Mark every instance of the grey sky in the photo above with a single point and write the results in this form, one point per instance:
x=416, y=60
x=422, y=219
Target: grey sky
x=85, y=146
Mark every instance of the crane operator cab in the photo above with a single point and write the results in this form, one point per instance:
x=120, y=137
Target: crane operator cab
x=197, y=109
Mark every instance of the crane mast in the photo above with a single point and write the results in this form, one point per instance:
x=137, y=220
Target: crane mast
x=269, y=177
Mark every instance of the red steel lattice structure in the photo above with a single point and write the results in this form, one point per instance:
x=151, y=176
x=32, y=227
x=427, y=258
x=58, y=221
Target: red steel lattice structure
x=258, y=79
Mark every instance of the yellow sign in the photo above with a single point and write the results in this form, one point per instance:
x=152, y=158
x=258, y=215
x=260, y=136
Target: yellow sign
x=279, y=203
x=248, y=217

-------------------------

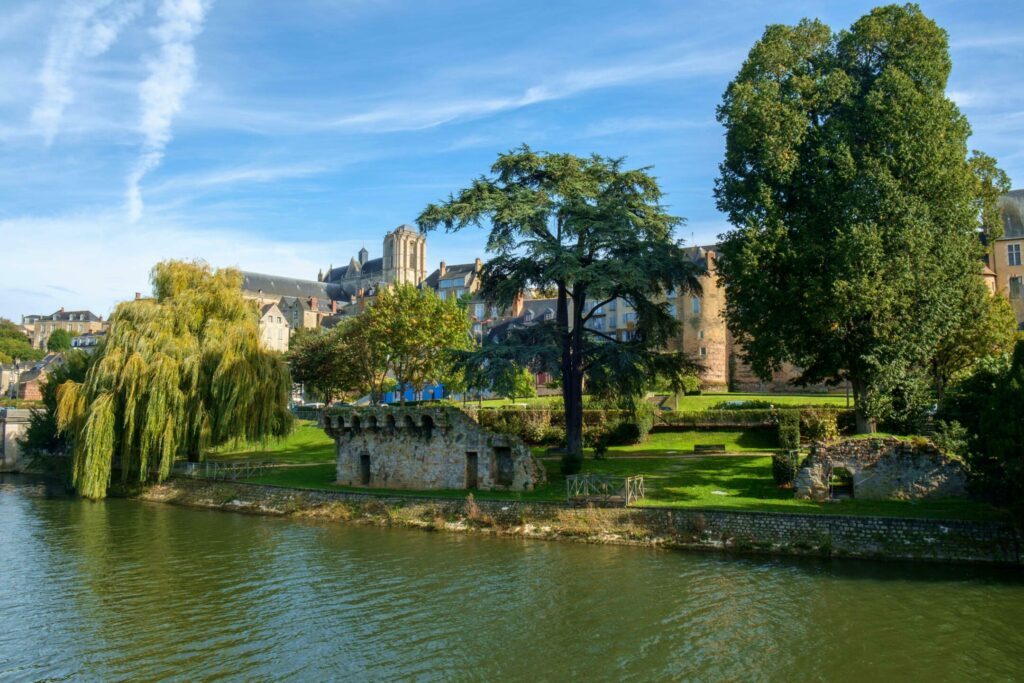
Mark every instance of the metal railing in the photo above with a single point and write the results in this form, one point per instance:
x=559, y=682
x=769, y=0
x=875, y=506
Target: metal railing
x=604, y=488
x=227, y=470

-------------------------

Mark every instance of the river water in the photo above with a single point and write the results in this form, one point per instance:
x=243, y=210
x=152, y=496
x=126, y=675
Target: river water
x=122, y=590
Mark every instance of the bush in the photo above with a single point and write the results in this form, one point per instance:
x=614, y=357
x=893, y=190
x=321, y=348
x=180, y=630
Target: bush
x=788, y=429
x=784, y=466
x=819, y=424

-------------------------

— WHAT IS EXPECTED —
Return the lines of the listing above word for word, starting with the line containing "Mark every instance of the bush" and going on through the line containing "x=819, y=424", both included.

— SOLUTION TO THIS PROBLEM —
Mark every instance of the bush in the photo above with a single point and write the results in this form, one point per instance:
x=614, y=357
x=893, y=190
x=321, y=348
x=180, y=630
Target: bush
x=788, y=429
x=784, y=466
x=819, y=424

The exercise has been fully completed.